◆ **Kısa görev 1**
Aşağıdaki Kafdağı’nın Ateşi yazısından, “Yazar ve ressam” ile başlayıp “ve öyküleri yayımlanıyor.” kısmına kadar süren bölümü yeniden yazın. Bu bölümde “Uluslararası Plastik Sanatlar Derneği” adını “Uluslararası Görsel Sanatlar Derneği” olarak değiştirin.

◆ **Metin alıntısı**
‘Sürgün edilenlerin hayatlarını köklerinden koparılmış asırlık ağaçlara benzettim’

0
1402

Yazar ve ressam Setenay Özbek’in yeni kitabı “Kafdağı’nın Ateşi Büyük Sürgün” kısa bir süre önce KAFDAV Yayıncılık’tan çıktı. Bu kitaptan önce, 2002’de Gendaş Kültür Yayıncılık’tan “Gecenin Mavisi” adlı ve 2005’te Cadde Yayınları’ndan çıkan “Hiç Kimse Bir Başkası Olamaz” adlı iki öykü kitabı bulunuyor. Marmara Üniversitesi Güzel Sanatlar Fakültesi, Sahne ve Görüntü Sanatları bölümü mezunu olan Özbek, Uluslararası Plastik Sanatlar Derneği ve Uluslararası PEN Yazarlar Derneği üyesi. Edebiyat dergilerinde, antolojilerde eleştiri yazıları ve öyküleri yayımlanıyor.

Yüzyıllarca Ruslarla süren savaşların sonunda 1864 yılında alınan kararla Çerkesler Kafkasya’dan dillerini ve kültürlerini bilmedikleri Osmanlı topraklarına sürgün edildiler. “Kafdağı’nın Ateşi”, birçok Çerkes aile gibi felaketleri yaşayan Aslanuk Bey, eşi Zızıv, çocukları Yenal, Dinemis ve Sıpse, evin büyüğü Mezguaşe’nin acılı yaşamını mercek altına alıyor. Bir halkın yüzyıllar süren, sonu gelmek bilmeyen korkunç savaşlarla, kıtlık ve salgınlarla acımazsızca yok edilişini ve başka bir ülkeye sürgününü anlatıyor. Kitabı bir solukta okuduğumda, içimde bir prizma gibi değişik yönlere ışık tutan o bağı yoğun bir şekilde hissettim. Çerkes/Ubıh köklerimin ortak paydasında tanıdık buluşmaları ve hüznü yaşadım. Bir yandan kitabı okurken, bir yandan da bilgisayarımın fonunda Loreena McKennitt’ın “Night Ride Across the Caucasus” parçası çalıyordu. Ve ben adeta bir atın üstünde, sırlara ve şimdi kayıp olan dilin sözcüklerine doğru yol alıyordum.

◆ **Kısa görev 2**
Lütfen aşağıdaki girdilerde “signboard” dizesini içeren her satırı bulup kopyalayın.

◆ **Veri kümesi**

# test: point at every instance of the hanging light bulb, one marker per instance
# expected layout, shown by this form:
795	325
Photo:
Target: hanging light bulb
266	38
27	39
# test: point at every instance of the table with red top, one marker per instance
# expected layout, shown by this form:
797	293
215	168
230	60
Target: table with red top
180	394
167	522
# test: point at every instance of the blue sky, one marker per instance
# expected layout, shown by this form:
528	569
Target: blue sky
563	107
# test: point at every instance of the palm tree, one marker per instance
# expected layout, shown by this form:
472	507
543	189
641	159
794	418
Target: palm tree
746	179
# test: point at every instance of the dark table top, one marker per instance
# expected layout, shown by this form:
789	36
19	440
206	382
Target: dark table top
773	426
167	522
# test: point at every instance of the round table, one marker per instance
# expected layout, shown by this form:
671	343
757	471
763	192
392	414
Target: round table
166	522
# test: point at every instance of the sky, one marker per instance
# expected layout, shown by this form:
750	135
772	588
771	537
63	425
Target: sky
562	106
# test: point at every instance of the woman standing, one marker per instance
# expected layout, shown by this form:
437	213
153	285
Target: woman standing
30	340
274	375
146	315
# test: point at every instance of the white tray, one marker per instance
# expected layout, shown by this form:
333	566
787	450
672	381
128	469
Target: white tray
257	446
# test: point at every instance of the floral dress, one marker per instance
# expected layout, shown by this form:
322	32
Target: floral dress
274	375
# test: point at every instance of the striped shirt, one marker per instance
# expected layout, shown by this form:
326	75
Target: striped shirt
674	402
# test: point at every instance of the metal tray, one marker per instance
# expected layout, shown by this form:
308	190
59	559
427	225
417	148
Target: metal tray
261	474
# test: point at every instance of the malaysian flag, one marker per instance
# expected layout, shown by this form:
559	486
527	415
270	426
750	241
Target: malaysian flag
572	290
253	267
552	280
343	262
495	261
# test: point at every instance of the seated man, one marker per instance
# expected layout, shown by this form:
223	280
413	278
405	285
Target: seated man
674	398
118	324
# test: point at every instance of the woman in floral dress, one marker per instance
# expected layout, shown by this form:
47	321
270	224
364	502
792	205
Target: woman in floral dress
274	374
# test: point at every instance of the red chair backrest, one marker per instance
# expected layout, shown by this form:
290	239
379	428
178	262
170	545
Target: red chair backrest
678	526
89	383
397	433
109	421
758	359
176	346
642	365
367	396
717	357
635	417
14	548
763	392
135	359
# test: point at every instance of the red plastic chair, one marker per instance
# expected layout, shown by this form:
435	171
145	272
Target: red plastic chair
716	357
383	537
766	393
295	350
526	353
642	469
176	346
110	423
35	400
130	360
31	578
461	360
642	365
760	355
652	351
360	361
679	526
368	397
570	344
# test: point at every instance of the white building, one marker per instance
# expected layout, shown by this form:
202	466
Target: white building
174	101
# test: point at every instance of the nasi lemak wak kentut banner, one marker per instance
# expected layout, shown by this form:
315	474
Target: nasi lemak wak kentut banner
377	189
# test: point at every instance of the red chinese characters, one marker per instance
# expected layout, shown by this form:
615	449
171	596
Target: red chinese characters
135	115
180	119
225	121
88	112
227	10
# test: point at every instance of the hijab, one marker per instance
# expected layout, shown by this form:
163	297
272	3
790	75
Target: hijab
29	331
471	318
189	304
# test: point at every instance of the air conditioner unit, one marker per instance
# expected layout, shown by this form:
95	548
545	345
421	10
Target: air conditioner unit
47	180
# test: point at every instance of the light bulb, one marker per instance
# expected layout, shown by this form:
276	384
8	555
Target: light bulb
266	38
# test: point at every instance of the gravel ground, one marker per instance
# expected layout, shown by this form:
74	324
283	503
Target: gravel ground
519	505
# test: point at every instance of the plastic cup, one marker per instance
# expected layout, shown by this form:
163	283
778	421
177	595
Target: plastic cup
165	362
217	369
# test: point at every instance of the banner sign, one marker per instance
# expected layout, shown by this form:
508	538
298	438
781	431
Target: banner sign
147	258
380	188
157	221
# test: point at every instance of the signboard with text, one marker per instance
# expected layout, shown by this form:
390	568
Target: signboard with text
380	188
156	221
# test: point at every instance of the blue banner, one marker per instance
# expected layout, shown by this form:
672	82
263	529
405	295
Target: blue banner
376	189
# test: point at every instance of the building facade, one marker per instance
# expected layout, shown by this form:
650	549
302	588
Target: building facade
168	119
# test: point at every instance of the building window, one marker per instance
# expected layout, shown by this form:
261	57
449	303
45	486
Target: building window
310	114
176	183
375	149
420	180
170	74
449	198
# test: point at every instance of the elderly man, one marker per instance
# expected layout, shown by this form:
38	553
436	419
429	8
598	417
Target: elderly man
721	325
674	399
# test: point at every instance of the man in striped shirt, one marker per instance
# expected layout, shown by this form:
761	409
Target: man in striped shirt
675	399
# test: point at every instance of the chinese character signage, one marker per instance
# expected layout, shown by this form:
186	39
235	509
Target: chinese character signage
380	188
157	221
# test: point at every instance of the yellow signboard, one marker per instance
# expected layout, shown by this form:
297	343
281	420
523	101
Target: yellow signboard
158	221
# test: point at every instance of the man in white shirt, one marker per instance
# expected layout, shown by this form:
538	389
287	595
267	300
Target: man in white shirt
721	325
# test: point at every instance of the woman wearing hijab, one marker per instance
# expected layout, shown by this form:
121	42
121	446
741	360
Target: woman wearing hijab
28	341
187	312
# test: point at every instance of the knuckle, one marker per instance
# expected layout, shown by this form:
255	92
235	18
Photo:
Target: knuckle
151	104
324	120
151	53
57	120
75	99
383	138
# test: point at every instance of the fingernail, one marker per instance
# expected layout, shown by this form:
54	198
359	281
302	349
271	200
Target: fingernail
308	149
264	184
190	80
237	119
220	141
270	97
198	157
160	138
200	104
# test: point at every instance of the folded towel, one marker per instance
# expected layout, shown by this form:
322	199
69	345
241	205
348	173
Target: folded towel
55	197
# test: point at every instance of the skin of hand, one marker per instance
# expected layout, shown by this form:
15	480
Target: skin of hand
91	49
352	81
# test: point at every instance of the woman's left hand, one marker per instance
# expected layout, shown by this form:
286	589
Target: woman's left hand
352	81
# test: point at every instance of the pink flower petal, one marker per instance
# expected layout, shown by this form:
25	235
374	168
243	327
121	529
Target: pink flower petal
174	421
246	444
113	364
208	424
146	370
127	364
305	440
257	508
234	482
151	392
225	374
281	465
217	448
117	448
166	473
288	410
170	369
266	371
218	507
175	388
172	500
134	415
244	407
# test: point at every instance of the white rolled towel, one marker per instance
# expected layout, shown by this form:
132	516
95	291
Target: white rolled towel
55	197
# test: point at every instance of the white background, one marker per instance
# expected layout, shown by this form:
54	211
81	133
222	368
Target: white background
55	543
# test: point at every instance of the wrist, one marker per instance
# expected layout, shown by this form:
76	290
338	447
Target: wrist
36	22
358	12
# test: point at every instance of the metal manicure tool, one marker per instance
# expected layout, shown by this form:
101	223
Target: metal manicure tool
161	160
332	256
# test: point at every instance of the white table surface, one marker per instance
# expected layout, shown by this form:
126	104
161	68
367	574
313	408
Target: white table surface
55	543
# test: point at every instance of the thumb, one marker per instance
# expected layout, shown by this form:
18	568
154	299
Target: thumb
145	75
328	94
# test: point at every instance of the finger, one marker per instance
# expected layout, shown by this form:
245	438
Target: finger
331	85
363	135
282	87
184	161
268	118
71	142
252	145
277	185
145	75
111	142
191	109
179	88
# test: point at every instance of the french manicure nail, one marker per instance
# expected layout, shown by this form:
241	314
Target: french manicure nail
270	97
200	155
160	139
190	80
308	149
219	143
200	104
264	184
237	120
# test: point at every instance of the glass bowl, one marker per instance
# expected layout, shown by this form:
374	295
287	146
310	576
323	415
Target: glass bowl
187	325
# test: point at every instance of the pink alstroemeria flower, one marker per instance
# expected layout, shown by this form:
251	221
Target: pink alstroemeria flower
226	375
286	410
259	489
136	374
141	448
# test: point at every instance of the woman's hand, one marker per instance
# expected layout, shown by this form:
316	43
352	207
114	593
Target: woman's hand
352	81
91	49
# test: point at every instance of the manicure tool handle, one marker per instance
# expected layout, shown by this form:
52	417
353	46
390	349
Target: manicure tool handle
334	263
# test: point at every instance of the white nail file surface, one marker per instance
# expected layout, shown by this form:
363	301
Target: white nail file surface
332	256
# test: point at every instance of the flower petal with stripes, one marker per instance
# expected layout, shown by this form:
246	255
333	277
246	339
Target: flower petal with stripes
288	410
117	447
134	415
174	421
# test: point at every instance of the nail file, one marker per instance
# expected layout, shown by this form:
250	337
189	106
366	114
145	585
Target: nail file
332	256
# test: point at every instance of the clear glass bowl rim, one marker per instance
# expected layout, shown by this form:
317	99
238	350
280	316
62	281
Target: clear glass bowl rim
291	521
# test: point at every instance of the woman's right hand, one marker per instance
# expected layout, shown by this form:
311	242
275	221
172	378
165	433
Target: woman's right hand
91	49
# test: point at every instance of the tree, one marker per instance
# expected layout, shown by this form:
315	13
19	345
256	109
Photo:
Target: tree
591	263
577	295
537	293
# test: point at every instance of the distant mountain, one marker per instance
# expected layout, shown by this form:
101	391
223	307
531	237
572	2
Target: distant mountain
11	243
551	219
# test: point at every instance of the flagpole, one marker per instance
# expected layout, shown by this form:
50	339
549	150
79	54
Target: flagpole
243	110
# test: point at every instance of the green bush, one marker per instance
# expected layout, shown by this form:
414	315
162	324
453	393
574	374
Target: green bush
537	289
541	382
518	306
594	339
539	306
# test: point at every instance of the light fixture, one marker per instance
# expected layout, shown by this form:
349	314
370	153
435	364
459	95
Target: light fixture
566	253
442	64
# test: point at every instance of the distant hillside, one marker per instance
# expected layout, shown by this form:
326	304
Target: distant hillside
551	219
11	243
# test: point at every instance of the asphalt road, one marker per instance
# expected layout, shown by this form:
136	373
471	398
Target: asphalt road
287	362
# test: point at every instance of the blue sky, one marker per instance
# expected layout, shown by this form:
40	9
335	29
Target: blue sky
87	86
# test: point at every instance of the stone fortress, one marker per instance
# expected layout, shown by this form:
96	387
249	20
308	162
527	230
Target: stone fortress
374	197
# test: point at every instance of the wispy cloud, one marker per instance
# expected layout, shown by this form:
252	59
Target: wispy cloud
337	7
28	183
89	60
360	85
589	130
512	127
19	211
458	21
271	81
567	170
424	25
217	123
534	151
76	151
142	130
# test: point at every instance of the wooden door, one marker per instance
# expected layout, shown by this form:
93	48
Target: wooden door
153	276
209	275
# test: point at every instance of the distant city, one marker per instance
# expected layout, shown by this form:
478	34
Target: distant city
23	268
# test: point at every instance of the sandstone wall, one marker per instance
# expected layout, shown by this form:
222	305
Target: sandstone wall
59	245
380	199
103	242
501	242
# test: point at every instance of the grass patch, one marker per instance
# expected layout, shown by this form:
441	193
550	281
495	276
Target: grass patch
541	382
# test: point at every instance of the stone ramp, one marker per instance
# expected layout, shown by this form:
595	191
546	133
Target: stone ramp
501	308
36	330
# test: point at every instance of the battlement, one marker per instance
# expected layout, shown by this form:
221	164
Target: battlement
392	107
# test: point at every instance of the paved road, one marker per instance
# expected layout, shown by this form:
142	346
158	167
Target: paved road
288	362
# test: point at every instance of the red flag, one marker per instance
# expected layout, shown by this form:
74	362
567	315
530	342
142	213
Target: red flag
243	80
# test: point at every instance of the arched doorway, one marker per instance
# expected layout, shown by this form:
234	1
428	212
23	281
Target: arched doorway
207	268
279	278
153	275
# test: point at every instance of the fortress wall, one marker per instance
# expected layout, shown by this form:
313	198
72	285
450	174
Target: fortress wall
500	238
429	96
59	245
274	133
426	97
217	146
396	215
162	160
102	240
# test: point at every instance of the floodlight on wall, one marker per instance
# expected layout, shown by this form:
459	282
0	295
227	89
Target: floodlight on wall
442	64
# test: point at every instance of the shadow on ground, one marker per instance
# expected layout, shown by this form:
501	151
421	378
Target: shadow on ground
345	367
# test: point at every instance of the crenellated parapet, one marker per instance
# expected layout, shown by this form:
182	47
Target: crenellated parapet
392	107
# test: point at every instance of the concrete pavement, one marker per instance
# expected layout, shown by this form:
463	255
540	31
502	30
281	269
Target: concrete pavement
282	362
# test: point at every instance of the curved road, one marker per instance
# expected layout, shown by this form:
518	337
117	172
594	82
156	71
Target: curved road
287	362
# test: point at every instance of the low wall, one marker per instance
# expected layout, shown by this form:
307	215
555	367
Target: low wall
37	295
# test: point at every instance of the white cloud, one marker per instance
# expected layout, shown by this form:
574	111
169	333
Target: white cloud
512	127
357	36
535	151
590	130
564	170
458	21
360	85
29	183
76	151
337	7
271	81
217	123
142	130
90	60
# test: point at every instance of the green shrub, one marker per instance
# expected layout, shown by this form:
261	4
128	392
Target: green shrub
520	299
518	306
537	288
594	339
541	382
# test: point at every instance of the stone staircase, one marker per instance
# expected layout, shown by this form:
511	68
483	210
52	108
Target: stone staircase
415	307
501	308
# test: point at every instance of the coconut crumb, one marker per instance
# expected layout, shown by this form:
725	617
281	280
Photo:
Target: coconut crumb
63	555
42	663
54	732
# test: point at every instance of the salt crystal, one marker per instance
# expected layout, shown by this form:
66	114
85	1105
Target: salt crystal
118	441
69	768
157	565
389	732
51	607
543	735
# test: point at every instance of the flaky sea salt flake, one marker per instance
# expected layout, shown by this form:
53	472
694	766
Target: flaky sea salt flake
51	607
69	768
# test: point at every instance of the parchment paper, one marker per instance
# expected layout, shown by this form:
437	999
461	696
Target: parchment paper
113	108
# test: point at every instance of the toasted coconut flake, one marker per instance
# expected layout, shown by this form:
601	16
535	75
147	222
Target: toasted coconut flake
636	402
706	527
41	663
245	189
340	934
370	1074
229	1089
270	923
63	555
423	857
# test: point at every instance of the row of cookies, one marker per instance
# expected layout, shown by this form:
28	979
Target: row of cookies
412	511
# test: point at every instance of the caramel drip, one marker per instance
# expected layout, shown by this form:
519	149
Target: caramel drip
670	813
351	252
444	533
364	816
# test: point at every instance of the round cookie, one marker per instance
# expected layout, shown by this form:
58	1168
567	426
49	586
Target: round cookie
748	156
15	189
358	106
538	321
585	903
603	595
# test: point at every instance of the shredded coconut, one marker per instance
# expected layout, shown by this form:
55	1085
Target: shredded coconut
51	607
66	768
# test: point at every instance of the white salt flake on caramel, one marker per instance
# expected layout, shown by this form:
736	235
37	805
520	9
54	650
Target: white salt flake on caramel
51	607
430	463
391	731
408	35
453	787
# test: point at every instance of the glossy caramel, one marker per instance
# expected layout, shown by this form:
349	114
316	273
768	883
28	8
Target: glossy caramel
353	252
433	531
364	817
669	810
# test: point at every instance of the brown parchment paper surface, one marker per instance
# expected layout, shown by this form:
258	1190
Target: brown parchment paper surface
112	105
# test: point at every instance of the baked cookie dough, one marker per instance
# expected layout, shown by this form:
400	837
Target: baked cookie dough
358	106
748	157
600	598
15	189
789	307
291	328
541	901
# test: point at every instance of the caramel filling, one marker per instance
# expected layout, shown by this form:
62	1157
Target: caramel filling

◆ **Çıktı 1**
Yazar ve ressam Setenay Özbek’in yeni kitabı “Kafdağı’nın Ateşi Büyük Sürgün” kısa bir süre önce KAFDAV Yayıncılık’tan çıktı. Bu kitaptan önce, 2002’de Gendaş Kültür Yayıncılık’tan “Gecenin Mavisi” adlı ve 2005’te Cadde Yayınları’ndan çıkan “Hiç Kimse Bir Başkası Olamaz” adlı iki öykü kitabı bulunuyor. Marmara Üniversitesi Güzel Sanatlar Fakültesi, Sahne ve Görüntü Sanatları bölümü mezunu olan Özbek, Uluslararası Görsel Sanatlar Derneği ve Uluslararası PEN Yazarlar Derneği üyesi. Edebiyat dergilerinde, antolojilerde eleştiri yazıları ve öyküleri yayımlanıyor.

◆ **Çıktı 2**
# test: point at every instance of the signboard with text, one marker per instance
Target: signboard with text
# test: point at every instance of the yellow signboard, one marker per instance
Target: yellow signboard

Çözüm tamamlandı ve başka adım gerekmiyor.